--- Begin GIVEN RECORDS ---

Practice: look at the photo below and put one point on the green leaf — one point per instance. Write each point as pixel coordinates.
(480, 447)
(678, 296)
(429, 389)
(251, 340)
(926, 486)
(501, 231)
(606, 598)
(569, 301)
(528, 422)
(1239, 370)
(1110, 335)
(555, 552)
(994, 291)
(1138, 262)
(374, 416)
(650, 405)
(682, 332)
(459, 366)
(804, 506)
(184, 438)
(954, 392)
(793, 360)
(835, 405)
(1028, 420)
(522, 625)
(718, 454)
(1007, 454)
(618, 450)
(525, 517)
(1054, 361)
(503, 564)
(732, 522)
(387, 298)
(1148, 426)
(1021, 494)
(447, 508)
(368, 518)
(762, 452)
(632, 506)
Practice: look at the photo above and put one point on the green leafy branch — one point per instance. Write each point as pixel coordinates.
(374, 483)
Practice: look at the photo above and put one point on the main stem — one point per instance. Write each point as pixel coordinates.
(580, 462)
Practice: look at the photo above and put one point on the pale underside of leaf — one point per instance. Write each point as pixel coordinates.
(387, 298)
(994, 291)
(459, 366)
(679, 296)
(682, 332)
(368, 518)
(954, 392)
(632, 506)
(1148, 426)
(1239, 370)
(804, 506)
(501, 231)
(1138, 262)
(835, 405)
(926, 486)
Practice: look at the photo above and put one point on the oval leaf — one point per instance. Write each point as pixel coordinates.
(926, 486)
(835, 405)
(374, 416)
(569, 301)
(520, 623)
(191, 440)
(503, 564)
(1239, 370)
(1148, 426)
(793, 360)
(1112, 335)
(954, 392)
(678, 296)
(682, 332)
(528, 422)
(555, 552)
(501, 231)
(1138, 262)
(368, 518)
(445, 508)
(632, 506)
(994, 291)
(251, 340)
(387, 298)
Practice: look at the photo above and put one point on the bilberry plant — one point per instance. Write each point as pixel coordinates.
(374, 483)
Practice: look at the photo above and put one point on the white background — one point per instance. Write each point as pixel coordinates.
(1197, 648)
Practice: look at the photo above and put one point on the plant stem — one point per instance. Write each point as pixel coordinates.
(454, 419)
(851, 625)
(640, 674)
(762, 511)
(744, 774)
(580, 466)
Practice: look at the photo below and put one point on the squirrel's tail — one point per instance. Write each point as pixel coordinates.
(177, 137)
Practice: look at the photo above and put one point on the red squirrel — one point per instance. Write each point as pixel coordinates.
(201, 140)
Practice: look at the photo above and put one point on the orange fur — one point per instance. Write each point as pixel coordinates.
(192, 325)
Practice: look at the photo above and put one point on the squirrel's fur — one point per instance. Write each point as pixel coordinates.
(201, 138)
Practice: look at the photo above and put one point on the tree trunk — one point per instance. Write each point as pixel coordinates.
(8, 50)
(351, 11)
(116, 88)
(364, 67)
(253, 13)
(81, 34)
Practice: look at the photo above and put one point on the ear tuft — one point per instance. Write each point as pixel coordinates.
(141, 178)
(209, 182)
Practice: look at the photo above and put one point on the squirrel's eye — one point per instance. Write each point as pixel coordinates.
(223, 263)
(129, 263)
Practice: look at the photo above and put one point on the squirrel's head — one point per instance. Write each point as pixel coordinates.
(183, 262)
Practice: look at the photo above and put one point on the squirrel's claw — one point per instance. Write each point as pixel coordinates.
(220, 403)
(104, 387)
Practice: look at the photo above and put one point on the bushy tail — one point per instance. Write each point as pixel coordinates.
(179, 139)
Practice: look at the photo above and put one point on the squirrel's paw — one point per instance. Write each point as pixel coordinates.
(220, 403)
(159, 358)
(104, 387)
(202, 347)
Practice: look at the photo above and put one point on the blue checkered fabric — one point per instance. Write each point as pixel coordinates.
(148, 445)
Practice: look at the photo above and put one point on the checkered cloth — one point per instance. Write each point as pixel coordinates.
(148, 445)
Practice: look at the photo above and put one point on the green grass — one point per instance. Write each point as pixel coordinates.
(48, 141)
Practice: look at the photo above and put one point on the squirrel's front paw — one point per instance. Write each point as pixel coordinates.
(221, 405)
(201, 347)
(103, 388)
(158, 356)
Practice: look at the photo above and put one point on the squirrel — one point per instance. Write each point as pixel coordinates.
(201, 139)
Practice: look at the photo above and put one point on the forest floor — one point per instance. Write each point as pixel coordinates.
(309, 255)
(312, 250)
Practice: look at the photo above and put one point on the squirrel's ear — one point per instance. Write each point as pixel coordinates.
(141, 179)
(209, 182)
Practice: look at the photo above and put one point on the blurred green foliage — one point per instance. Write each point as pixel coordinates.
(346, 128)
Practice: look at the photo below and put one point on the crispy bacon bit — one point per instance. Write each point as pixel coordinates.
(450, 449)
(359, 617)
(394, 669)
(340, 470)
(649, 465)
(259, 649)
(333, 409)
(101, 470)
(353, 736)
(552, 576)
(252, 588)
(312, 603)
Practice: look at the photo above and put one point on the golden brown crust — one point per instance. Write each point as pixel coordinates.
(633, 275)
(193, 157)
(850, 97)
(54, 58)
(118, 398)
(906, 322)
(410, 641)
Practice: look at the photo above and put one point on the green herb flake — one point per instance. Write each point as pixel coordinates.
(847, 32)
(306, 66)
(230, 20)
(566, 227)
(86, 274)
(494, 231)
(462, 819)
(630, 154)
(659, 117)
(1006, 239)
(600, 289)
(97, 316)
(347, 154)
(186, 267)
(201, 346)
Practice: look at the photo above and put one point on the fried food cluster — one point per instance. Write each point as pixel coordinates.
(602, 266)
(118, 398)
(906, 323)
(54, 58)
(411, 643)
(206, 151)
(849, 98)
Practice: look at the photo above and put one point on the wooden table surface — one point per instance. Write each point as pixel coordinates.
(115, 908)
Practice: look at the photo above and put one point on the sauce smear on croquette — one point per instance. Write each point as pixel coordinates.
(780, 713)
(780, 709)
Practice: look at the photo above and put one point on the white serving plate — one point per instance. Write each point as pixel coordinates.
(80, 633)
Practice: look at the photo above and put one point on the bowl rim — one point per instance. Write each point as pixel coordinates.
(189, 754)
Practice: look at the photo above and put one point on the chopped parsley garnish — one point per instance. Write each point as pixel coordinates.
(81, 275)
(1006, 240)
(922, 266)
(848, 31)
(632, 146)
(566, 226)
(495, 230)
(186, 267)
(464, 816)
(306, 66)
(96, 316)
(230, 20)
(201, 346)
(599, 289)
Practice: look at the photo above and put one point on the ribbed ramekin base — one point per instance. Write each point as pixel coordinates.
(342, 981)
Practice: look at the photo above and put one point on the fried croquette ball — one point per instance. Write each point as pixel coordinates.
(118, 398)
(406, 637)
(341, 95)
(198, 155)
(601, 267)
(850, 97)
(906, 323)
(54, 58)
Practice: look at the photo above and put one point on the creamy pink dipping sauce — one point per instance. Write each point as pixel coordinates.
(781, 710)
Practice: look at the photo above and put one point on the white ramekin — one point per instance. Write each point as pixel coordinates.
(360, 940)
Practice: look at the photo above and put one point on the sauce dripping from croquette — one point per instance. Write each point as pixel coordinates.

--- End GIVEN RECORDS ---

**WHAT TO WORK ON:** Output the lines above verbatim and in full.

**OUTPUT:**
Practice: look at the photo below and put one point on the green leaf — one point per instance. Write each point as pixel coordinates.
(480, 447)
(678, 296)
(429, 389)
(251, 340)
(926, 486)
(501, 231)
(606, 598)
(569, 301)
(528, 422)
(1239, 370)
(1110, 335)
(555, 552)
(994, 291)
(1138, 262)
(374, 416)
(650, 405)
(682, 332)
(459, 366)
(804, 506)
(184, 438)
(954, 392)
(793, 360)
(835, 405)
(1028, 420)
(522, 625)
(718, 454)
(1007, 454)
(618, 450)
(525, 517)
(1054, 361)
(503, 564)
(732, 522)
(387, 298)
(1148, 426)
(1021, 494)
(447, 508)
(368, 518)
(762, 452)
(632, 506)
Practice: look at the photo above and put one point on the green leafy branch — one point per instance. Write each point as pixel coordinates.
(374, 483)
Practice: look at the photo above and put one point on the main stem — one point per instance. Write each point as pixel coordinates.
(580, 462)
Practice: look at the photo above and put one point on the pale underside of leaf — one point per instance. Write each point as pixel coordinates.
(387, 298)
(994, 291)
(459, 366)
(679, 296)
(682, 332)
(368, 518)
(954, 392)
(632, 506)
(1148, 426)
(1239, 370)
(804, 506)
(501, 231)
(1138, 262)
(835, 405)
(926, 486)
Practice: look at the photo above and put one point on the oval leaf — one point per instance. Write each point as pixel coordinates.
(926, 486)
(835, 405)
(374, 416)
(569, 301)
(520, 623)
(191, 440)
(503, 564)
(1239, 370)
(1148, 426)
(793, 360)
(1112, 335)
(954, 392)
(678, 296)
(682, 332)
(528, 422)
(555, 552)
(501, 231)
(1138, 262)
(368, 518)
(445, 508)
(632, 506)
(994, 291)
(251, 340)
(387, 298)
Practice: look at the photo above and put one point on the bilberry plant — one point per instance. Write each point as pixel coordinates.
(374, 483)
Practice: look at the photo above and put one point on the white background — one point per instance. Write each point as pixel coordinates.
(1197, 648)
Practice: look at the photo above and put one point on the plant stem — one point per instance. Write each point as pixel coordinates.
(454, 419)
(851, 625)
(640, 674)
(762, 511)
(744, 774)
(580, 466)
Practice: look at the photo below and put one point on the squirrel's tail — one point per instance. Write each point as pixel coordinates.
(177, 137)
Practice: look at the photo above and put one point on the red squirrel — one point per instance. Write each point as pixel coordinates.
(201, 140)
Practice: look at the photo above and put one point on the orange fur — one point per instance. Write each point as pixel coordinates.
(192, 325)
Practice: look at the photo above and put one point on the squirrel's fur — one point per instance. Write each point as pixel coordinates.
(201, 138)
Practice: look at the photo above and put one point on the tree trunk — one point per instance. Write each point as pixel coordinates.
(8, 50)
(351, 11)
(116, 88)
(364, 67)
(253, 13)
(81, 34)
Practice: look at the photo above and put one point on the ear tuft — one point per instance. Write each point as pixel coordinates.
(141, 178)
(209, 182)
Practice: look at the photo above and put one point on the squirrel's eye — one point per instance. Write each point as pixel coordinates.
(223, 263)
(129, 263)
Practice: look at the photo above and put one point on the squirrel's head — one point per instance. Write each point as pixel coordinates.
(183, 262)
Practice: look at the photo above and put one point on the squirrel's claw — one point per instance. Write each point as pixel coordinates.
(220, 403)
(104, 387)
Practice: look at the photo above and put one point on the bushy tail — one point per instance. Write each point as pixel coordinates.
(179, 139)
Practice: look at the photo above and put one point on the squirrel's paw — one point per instance. Write each point as pixel coordinates.
(220, 403)
(159, 358)
(104, 387)
(202, 347)
Practice: look at the photo above and put one point on the blue checkered fabric — one point per instance. Write each point as pixel coordinates.
(148, 445)
Practice: look at the photo above and put one point on the checkered cloth — one point per instance. Write each point as pixel coordinates.
(148, 445)
Practice: look at the photo above and put one point on the green grass — one point per instance. Write each point as pixel coordinates.
(48, 141)
Practice: look at the photo above and put one point on the squirrel's front paw — one point per instance. Write each point as pixel coordinates.
(221, 405)
(201, 347)
(103, 388)
(158, 356)
Practice: look at the photo above and put one point on the squirrel — one point per instance. Write each point as pixel coordinates.
(201, 139)
Practice: look at the photo above and put one point on the forest floor — one point per instance. Write each point as pixel coordinates.
(309, 255)
(312, 250)
Practice: look at the photo above and put one point on the squirrel's ear — one point per instance. Write each point as pixel coordinates.
(141, 179)
(209, 182)
Practice: look at the photo above and put one point on the blurred green foliage — one point per instance. Write each point as pixel coordinates.
(346, 128)
Practice: look at the photo below and put one point on the crispy bacon bit — one point per instance. Write each point as pixel coordinates.
(450, 449)
(359, 617)
(394, 669)
(340, 470)
(649, 465)
(259, 649)
(333, 409)
(101, 470)
(353, 736)
(552, 576)
(252, 588)
(312, 603)
Practice: look at the photo above and put one point on the golden brown crust — one point per instance. Write each point as pixel coordinates.
(633, 275)
(193, 157)
(850, 97)
(54, 58)
(118, 398)
(906, 322)
(410, 641)
Practice: look at the photo above and put one point on the green herb flake — one point per instance. Write each point as pixel coordinates.
(847, 32)
(306, 66)
(230, 20)
(566, 227)
(86, 274)
(494, 231)
(462, 819)
(630, 154)
(659, 117)
(1006, 239)
(600, 289)
(97, 316)
(347, 154)
(186, 267)
(201, 346)
Practice: look at the photo above and put one point on the fried food cluster — one point per instance. Write each point as pixel coordinates.
(602, 266)
(118, 398)
(906, 323)
(54, 58)
(411, 643)
(206, 151)
(849, 98)
Practice: look at the photo above and put one point on the wooden table surface — one point per instance. Write each point as pixel coordinates.
(115, 908)
Practice: look at the photo above and put one point on the sauce smear on croquette — one point per instance. Write each point as pixel coordinates.
(780, 713)
(780, 709)
Practice: look at the photo above and put one point on the white serving plate — one point per instance. Write each point as pixel coordinates.
(80, 633)
Practice: look at the photo above and put one point on the bowl rim — one point per instance. Write each point as pixel coordinates.
(189, 754)
Practice: look at the photo above and put one point on the chopped parsley garnish — one point per instance. Write each point as pixel coordinates.
(81, 275)
(1006, 240)
(922, 266)
(848, 31)
(632, 146)
(566, 226)
(495, 230)
(186, 267)
(464, 816)
(306, 66)
(96, 316)
(230, 20)
(201, 346)
(599, 289)
Practice: look at the photo above and put one point on the ribbed ramekin base — one point per instance. Write each point as pixel coordinates.
(342, 981)
Practice: look at the photo above and put one point on the fried croquette ball — one point per instance. Write each point as pixel coordinates.
(118, 398)
(406, 637)
(341, 95)
(198, 155)
(601, 267)
(850, 97)
(906, 323)
(54, 58)
Practice: look at the photo above and put one point on the creamy pink dipping sauce — one point per instance. Write each point as pixel coordinates.
(781, 710)
Practice: look at the photo above and put one point on the white ramekin — one point per instance. Write each point as pixel coordinates.
(360, 940)
Practice: look at the photo above and put one point on the sauce dripping from croquette — one point per instance. Write each point as pixel coordinates.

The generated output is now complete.